» **TEXT FOR ANALYSIS**
+ + + + + + +

Some, guided by their dear leaders, even go so far as to chastise those who may dare to question the mandates and edicts. They hurl insults, attack the questioners’ humanity by claiming they are the cause of the ills, shun them from participating in basic daily activities in a theatrical display of morally superior citizenship, and even publicly shame them.
It’s no wonder emotions are running high. Given the less-than-stellar outcomes of the edicts and vaccines in the past year, coupled with what science has learned about COVID since its emergence two years ago, internal conflicts and cognitive dissonance are bound to arise. Even those who willingly took the vaccine and the booster now question why natural immunity is widely and routinely ignored, why antibody testing is not encouraged, and why the government and hospitals ignore or even block safe and effective therapeutics.
Why is the vaccine pushed as the only answer to an incredibly complex and ever-changing situation and touted as the way to end the pandemic when it does not stop contracting or transmitting the virus? Why is the second dose of the vaccine pushed on those who had a severe adverse reaction to the first dose? Why are vaccine companies immune from liability for injuries their products cause? Why are adverse events and deaths reported after vaccinations ignored or brushed aside as an acceptable casualty count?

+ + + + + + +

» **TASK INSTRUCTIONS**
1. In the text on COVID mandates, why does the writer say it's no wonder emotions are running high? Answer in one to three sentences.
2. Write out the part of the COVID mandates text starting with "Some, guided by" and going on through "publicly shame them.".

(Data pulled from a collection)

+ + + + + + +

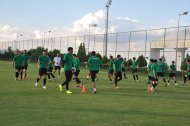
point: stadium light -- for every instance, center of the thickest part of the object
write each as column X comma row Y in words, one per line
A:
column 90, row 25
column 184, row 13
column 106, row 27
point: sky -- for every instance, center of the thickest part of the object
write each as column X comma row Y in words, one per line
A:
column 67, row 17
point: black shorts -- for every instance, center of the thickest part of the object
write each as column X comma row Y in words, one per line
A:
column 123, row 69
column 42, row 71
column 18, row 68
column 93, row 75
column 110, row 72
column 160, row 74
column 172, row 75
column 25, row 67
column 134, row 70
column 50, row 69
column 57, row 67
column 76, row 73
column 154, row 79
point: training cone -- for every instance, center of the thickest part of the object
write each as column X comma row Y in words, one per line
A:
column 148, row 89
column 83, row 89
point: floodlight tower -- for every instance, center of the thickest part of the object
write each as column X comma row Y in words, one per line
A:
column 106, row 26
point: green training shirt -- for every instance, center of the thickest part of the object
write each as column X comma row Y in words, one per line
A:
column 68, row 59
column 18, row 59
column 76, row 63
column 134, row 64
column 26, row 58
column 94, row 63
column 117, row 65
column 44, row 61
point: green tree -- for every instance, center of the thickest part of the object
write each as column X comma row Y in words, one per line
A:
column 82, row 53
column 142, row 61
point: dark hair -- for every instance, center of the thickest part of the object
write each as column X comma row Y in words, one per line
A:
column 151, row 60
column 70, row 48
column 93, row 53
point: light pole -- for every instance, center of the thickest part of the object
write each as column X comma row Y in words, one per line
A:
column 17, row 41
column 107, row 24
column 90, row 25
column 45, row 37
column 184, row 13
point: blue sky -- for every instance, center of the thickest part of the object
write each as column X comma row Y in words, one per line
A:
column 41, row 15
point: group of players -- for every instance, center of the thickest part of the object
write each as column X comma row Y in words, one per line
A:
column 71, row 67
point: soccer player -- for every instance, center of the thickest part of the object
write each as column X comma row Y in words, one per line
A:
column 50, row 69
column 17, row 64
column 148, row 70
column 153, row 74
column 76, row 70
column 94, row 64
column 187, row 75
column 67, row 63
column 134, row 69
column 172, row 70
column 57, row 64
column 26, row 61
column 160, row 69
column 124, row 64
column 110, row 69
column 117, row 65
column 43, row 62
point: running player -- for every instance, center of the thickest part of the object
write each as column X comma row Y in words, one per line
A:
column 110, row 69
column 148, row 71
column 153, row 74
column 160, row 69
column 50, row 69
column 94, row 64
column 117, row 70
column 172, row 74
column 134, row 69
column 17, row 64
column 26, row 61
column 57, row 64
column 67, row 63
column 76, row 70
column 43, row 62
column 124, row 64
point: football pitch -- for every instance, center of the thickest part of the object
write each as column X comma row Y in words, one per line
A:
column 22, row 104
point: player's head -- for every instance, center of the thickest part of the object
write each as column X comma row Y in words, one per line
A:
column 111, row 57
column 74, row 55
column 151, row 60
column 119, row 56
column 44, row 52
column 70, row 50
column 93, row 53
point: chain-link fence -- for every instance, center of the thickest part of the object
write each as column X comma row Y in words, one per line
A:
column 152, row 43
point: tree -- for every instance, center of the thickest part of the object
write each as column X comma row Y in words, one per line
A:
column 142, row 61
column 82, row 53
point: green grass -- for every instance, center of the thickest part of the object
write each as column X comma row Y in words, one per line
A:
column 21, row 104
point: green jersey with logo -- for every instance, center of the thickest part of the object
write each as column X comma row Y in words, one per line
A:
column 76, row 63
column 94, row 63
column 18, row 59
column 44, row 61
column 68, row 59
column 118, row 65
column 26, row 58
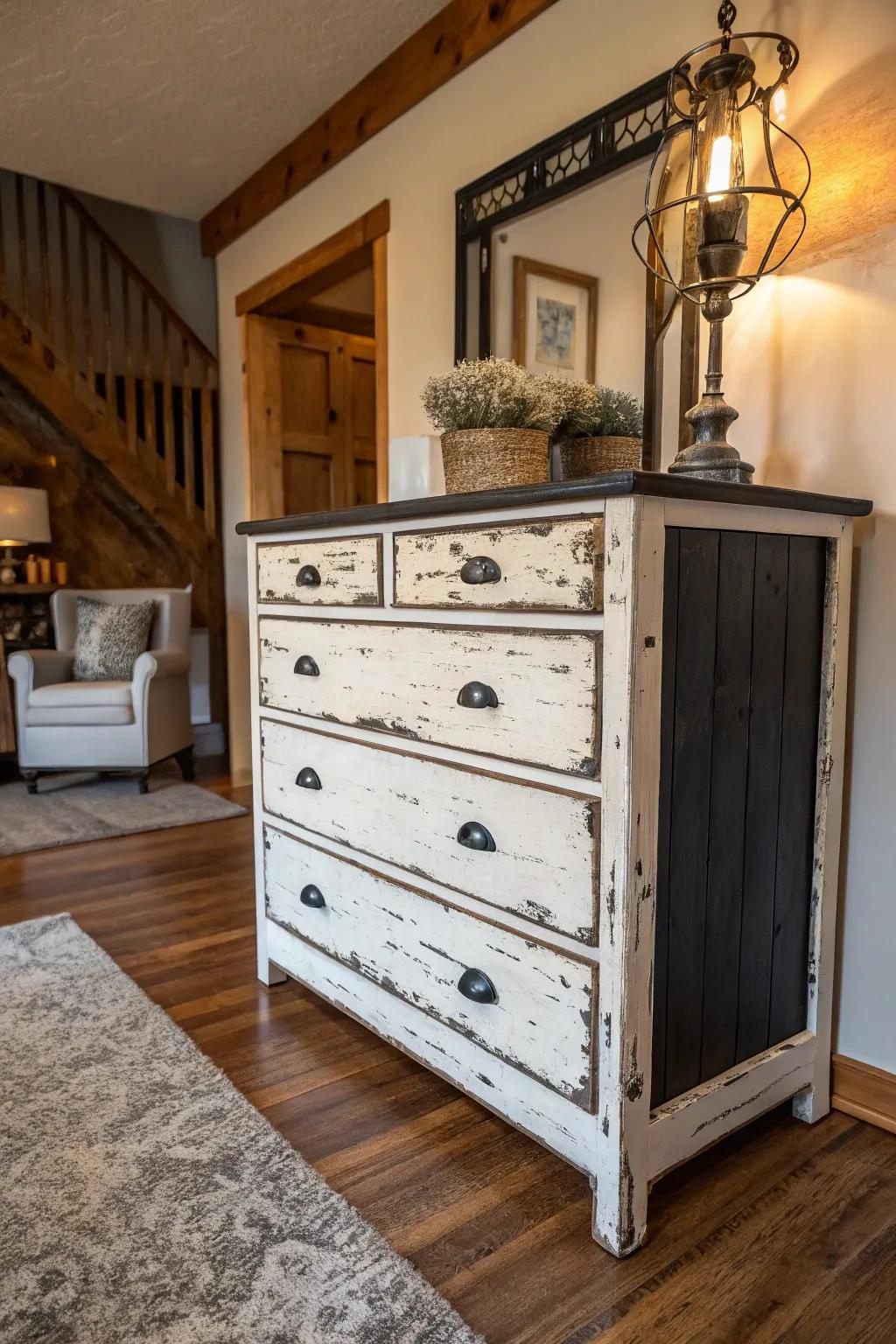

+ + + + + + +

» **ANSWERS IN ORDER**
1. The writer says the edicts and vaccines have had less-than-stellar outcomes over the past year. Add what science has learned about COVID since it appeared two years ago, and the writer argues that inner conflict and cognitive dissonance are bound to arise.

2.
Some, guided by their dear leaders, even go so far as to chastise those who may dare to question the mandates and edicts. They hurl insults, attack the questioners’ humanity by claiming they are the cause of the ills, shun them from participating in basic daily activities in a theatrical display of morally superior citizenship, and even publicly shame them.